Lesetext:
- - - - - - -

Dazu kommt bei vielen Niederländern das Gefühl, dass Veränderungen im politischen Denken nicht nur nötig, sondern auch möglich sind. Sie schließen dies etwa aus der überraschenden Entscheidung der Briten für den Brexit und der Wahl von Donald Trump zum US-Präsidenten - selbst wenn dessen erste Maßnahmen viele Menschen erschreckt haben.

Kurz zusammengefasst: Die Niederländer wollen von der Politik gehört werden.

Nationale Identität, Referenden, Losverfahren

Viele suchen da offenbar Verständnis bei jemandem, der ihre Sprache spricht und ihre Sorgen zu verstehen scheint. Der ihnen Halt verspricht mittels einer starken nationalen Identität und eine sichere Heimat in der unsicheren globalisierten Welt. Der der Gleichbehandlung und der freien Meinungsäußerung Grenzen setzen will, die manche verunsichert. Jemand wie Geert Wilders.

Der Wunsch, gehört zu werden, muss aber nicht zwangsläufig zu Parteien wie der von Wilders führen. Er kann auch etwas ganz anderes bewirken: So wird im Schatten des Wahlkampfes auch über eine Reform der parlamentarischen Demokratie diskutiert. Das Volk möchte mehr Demokratie - und weniger Politik. Einmal in vier Jahren abstimmen, so meinen viele, reicht nicht mehr in diesen digitalen Zeiten. Die EU-Skeptiker Thierry Baudet (Forum für Demokratie), Jan Roos (Für die Niederlande) und Jan Dijkgraaf (Kein Niveau) fordern verbindliche Referenden wie in der Schweiz.

Es gibt noch ausgefallenere Ideen wie die des belgischen Schriftstellers David von Reybroeck, der vorschlägt, Bürger über eine Auslosung in demokratische Institutionen - auch das Parlament - zu bringen. Andere fordern, es sollte nicht der Chef der größten Partei Ministerpräsident werden, sondern die Bürger sollten ihn direkt wählen.

Die Debatte um eine Reform der niederländischen Demokratie wird allerdings längst nicht mehr nur von Intelektuellen geführt. Sie ist in vielen Orten schon in der Praxis angekommen, zum Beispiel in Heerhugowaard, Geburtsort der Bewegung "Code Orange".

- - - - - - -

Aufgeführte Zeilen:
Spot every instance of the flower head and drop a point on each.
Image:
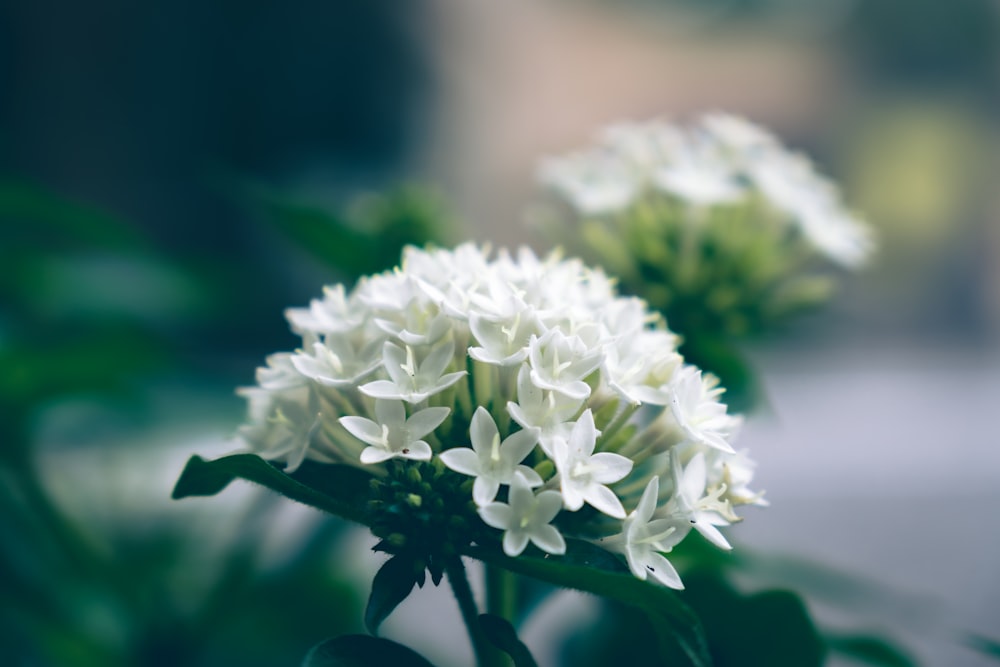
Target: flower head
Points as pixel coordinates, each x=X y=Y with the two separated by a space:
x=491 y=399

- - - - - - -

Aufgaben:
1. Prüfe, ob die folgenden Aussagen mit dem Lesetext übereinstimmen, und antworte jeweils mit Ja oder Nein samt den entscheidenden Worten des Lesetextes als wörtlichem Zitat: (a) Thierry Baudet, Jan Roos und Jan Dijkgraaf verlangen verbindliche Referenden nach Schweizer Vorbild. (b) David von Reybroeck ist ein niederländischer Schriftsteller. (c) Die Bewegung „Code Orange“ hat ihren Ursprung in Heerhugowaard.
2. Gib den Abschnitt des Lesetextes zwischen „Dazu kommt bei“ und „der Politik gehört werden.“ einschließlich wieder und ersetze darin „Donald Trump“ durch „Barack Obama“.

Antworten:
1.
(a) Ja: „Die EU-Skeptiker Thierry Baudet (Forum für Demokratie), Jan Roos (Für die Niederlande) und Jan Dijkgraaf (Kein Niveau) fordern verbindliche Referenden wie in der Schweiz.“
(b) Nein: „des belgischen Schriftstellers David von Reybroeck“
(c) Ja: „Heerhugowaard, Geburtsort der Bewegung "Code Orange"“

2.
Dazu kommt bei vielen Niederländern das Gefühl, dass Veränderungen im politischen Denken nicht nur nötig, sondern auch möglich sind. Sie schließen dies etwa aus der überraschenden Entscheidung der Briten für den Brexit und der Wahl von Barack Obama zum US-Präsidenten - selbst wenn dessen erste Maßnahmen viele Menschen erschreckt haben.

Kurz zusammengefasst: Die Niederländer wollen von der Politik gehört werden.